ACTIONS TO TAKE »
a - In the forum thread on buying a used car from Sharjah, where is the Dubai RTA vehicle registration center said to be?
b - Please retype the stretch of the forum thread on buying a used car from Sharjah from "I have read" through "the registration place).".

DOCUMENT SEGMENT »
........

# Buying a 2nd hand car from Sharjah



## mungomango (Apr 30, 2012)

Hi,
I have found a car to buy that currently has Sharjah plates but I want to bring it to Dubai.
I have read about it, but can anyone tell me the exact process. Can I buy insurance at Tasjeel in Sharjah to cover it into Dubai? Do I have to then register it in Dubai at one of the RTA places here?
Thanks.


----------



## md000 (Dec 16, 2008)

Here is the process:

1) Go to the Sharjah-based RTA vehicle registration center (out near the Sharjah Airport and Emirates Road) - tell them exactly what you have done and what you want to do.
2) They will walk you through the process - first, you have to get Tasjeel/checkup; second, you will have to transfer registration from the previous owner to yourself; third, you will need to obtain export insurance (obtained within the registration place). 
3) Get insurance from your provider.
4) Go to the Dubai RTA vehicle registration center (near Mall of the Emirates) and tell them what you did. They will walk you through the process - first, they will make you do Tasjeel/checkup; second, you will register.

........

PROVIDED MATERIAL »
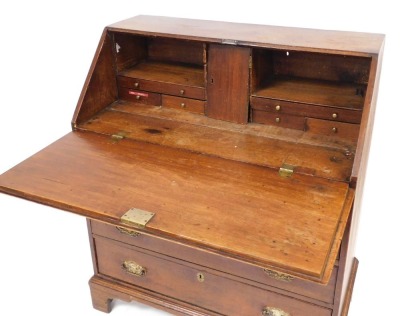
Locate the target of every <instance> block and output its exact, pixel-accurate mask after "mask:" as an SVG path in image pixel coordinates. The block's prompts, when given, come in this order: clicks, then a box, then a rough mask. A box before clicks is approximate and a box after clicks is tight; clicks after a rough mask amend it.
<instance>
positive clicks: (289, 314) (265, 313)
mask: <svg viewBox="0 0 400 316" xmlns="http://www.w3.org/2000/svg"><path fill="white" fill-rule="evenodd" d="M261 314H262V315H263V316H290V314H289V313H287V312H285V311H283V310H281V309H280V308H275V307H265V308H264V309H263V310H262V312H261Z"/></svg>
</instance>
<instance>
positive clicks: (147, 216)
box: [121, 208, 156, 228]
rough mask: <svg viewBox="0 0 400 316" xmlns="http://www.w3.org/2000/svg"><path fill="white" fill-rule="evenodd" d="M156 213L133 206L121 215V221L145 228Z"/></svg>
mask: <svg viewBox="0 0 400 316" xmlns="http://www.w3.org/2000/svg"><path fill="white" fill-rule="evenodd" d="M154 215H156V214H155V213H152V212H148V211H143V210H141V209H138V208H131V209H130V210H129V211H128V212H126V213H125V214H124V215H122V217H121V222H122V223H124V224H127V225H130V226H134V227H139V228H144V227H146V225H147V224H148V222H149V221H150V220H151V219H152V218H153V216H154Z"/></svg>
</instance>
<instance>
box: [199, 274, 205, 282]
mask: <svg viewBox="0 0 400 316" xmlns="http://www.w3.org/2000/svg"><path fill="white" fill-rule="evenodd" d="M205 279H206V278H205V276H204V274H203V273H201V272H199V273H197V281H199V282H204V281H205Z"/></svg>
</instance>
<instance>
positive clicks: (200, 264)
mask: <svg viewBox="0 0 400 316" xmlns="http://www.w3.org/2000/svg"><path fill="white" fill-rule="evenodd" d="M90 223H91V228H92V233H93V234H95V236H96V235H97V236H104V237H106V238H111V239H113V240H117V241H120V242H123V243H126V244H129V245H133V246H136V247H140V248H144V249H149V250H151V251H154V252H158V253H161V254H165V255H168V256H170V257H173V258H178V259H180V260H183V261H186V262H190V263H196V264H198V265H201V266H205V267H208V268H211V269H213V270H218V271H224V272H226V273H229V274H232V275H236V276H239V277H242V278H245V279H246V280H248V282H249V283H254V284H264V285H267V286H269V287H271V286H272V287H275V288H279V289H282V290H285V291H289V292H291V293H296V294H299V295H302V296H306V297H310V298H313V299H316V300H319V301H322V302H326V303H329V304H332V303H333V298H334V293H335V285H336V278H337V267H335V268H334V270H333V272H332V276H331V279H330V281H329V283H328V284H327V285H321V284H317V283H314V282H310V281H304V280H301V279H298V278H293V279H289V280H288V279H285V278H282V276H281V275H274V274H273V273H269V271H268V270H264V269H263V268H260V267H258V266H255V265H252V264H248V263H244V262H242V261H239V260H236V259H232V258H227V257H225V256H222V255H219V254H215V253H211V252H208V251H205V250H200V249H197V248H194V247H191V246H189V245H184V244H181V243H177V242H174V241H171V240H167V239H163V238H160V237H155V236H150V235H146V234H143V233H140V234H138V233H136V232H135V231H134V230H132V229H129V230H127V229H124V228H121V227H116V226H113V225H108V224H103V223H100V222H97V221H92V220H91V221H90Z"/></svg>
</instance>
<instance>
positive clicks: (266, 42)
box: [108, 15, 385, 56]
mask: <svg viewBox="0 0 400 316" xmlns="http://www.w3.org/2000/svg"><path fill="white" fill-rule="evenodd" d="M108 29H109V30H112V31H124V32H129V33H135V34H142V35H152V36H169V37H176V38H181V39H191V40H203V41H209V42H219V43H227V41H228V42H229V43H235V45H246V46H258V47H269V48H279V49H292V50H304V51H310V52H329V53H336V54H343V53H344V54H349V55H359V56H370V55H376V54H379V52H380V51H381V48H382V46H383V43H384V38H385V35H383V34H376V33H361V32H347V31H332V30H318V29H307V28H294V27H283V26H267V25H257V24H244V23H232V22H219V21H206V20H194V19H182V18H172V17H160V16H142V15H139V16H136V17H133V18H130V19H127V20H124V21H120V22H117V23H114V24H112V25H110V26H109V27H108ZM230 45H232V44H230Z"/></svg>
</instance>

........

YOUR RESPONSES »
a - Near Mall of the Emirates.

b -
I have read about it, but can anyone tell me the exact process. Can I buy insurance at Tasjeel in Sharjah to cover it into Dubai? Do I have to then register it in Dubai at one of the RTA places here?
Thanks.


----------



## md000 (Dec 16, 2008)

Here is the process:

1) Go to the Sharjah-based RTA vehicle registration center (out near the Sharjah Airport and Emirates Road) - tell them exactly what you have done and what you want to do.
2) They will walk you through the process - first, you have to get Tasjeel/checkup; second, you will have to transfer registration from the previous owner to yourself; third, you will need to obtain export insurance (obtained within the registration place).